▶ [REQUIREMENTS] Return everything from "According to Hot" down to "want to eat." in the article below on the Soraya opening, copied verbatim.

▶ [PROVIDED TEXT]
☆ ☆ ☆ ☆ ☆
I have spent enough years chasing good plates around this city to know when a new opening feels like proper momentum rather than just another shiny distraction. Soraya, the Persian all-day restaurant from the Pachamama Group, is slated to open its doors in Marylebone next year and it strikes me as exactly the sort of market-driven move that keeps London's food scene breathing.

The place will sit at 96 George Street, a 6,000-square-foot proposition with room for 190 covers. That is no timid neighbourhood spot. It is a proper commitment, the kind private enterprise makes when it spots demand and decides to meet it without waiting for grants or grand pronouncements. The group already runs Nina just down the road in Marylebone, Zephyr in Notting Hill, Bottarga in Chelsea, Lagana in Shoreditch, and of course the original Soraya that opened in Abu Dhabi in 2024. This London version is the concept coming full circle, conceived there and now planted firmly on home soil.

According to Hot Dinners the restaurant will fire up in August 2026 as part of a fresh Marylebone destination developed in partnership with The Portman Estate and Derwent London. The same agreement covers a separate street-food concept at 8 Loxton Walk, which tells you these operators are thinking in terms of complete pockets of the city rather than isolated tables. Puja Dowlani, retail associate director at The Portman Estate, and Tom Knight, also tied to the estate, have clearly seen the value in backing experienced hands who understand how people actually want to eat.

From first light to last orders

What sets Soraya apart on paper is the rhythm. Breakfast, lunch and dinner under one roof, all filtered through a contemporary take on Persian cooking. Hot Dinners has already teased the sort of dishes that make a greedy man like me sit up: Persian omelettes to start the day, eggs Benedict lifted by saffron hollandaise, and warm khachapuri pide that I can already imagine tearing apart while the morning light hits George Street.

Later the mains arrive with proper substance. Flatbreads, smoked aubergine kashk bedemjan, short rib khoresh sharpened with sour grape, lamb koobideh, chicken joujeh kebabs, and butterflied sea bass finished simply with herbs and lemon. These are not apologetic fusions. They read like respectful evolution of tradition, the kind that respects the source material while giving London diners something they cannot get on every corner. Even the puddings keep it focused: a rotating series of cheesecakes that should provide just enough sweetness to round things off without descending into the theatrical nonsense so many places mistake for dessert.

The Pachamama Group began back in 2014 with a modern Peruvian restaurant and has steadily built a portfolio of design-led venues that seem to understand pleasure without needing to shout about it. This expansion into Persian territory feels like the logical next bite. Entrepreneurs responding to what customers actually crave, investing their own capital, creating jobs, and widening the range of serious cooking available in the capital. No fanfare about quotas or agendas, just good business meeting good appetite.
☆ ☆ ☆ ☆ ☆
▶ [SOURCE EXCERPT]
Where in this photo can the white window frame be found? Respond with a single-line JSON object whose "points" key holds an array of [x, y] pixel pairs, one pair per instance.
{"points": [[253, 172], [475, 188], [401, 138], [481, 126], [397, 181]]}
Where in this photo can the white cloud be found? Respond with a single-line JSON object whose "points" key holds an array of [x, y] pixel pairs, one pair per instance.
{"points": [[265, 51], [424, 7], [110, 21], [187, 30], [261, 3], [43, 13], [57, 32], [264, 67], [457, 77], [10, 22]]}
☆ ☆ ☆ ☆ ☆
▶ [EXERCISE RESPONSE]
According to Hot Dinners the restaurant will fire up in August 2026 as part of a fresh Marylebone destination developed in partnership with The Portman Estate and Derwent London. The same agreement covers a separate street-food concept at 8 Loxton Walk, which tells you these operators are thinking in terms of complete pockets of the city rather than isolated tables. Puja Dowlani, retail associate director at The Portman Estate, and Tom Knight, also tied to the estate, have clearly seen the value in backing experienced hands who understand how people actually want to eat.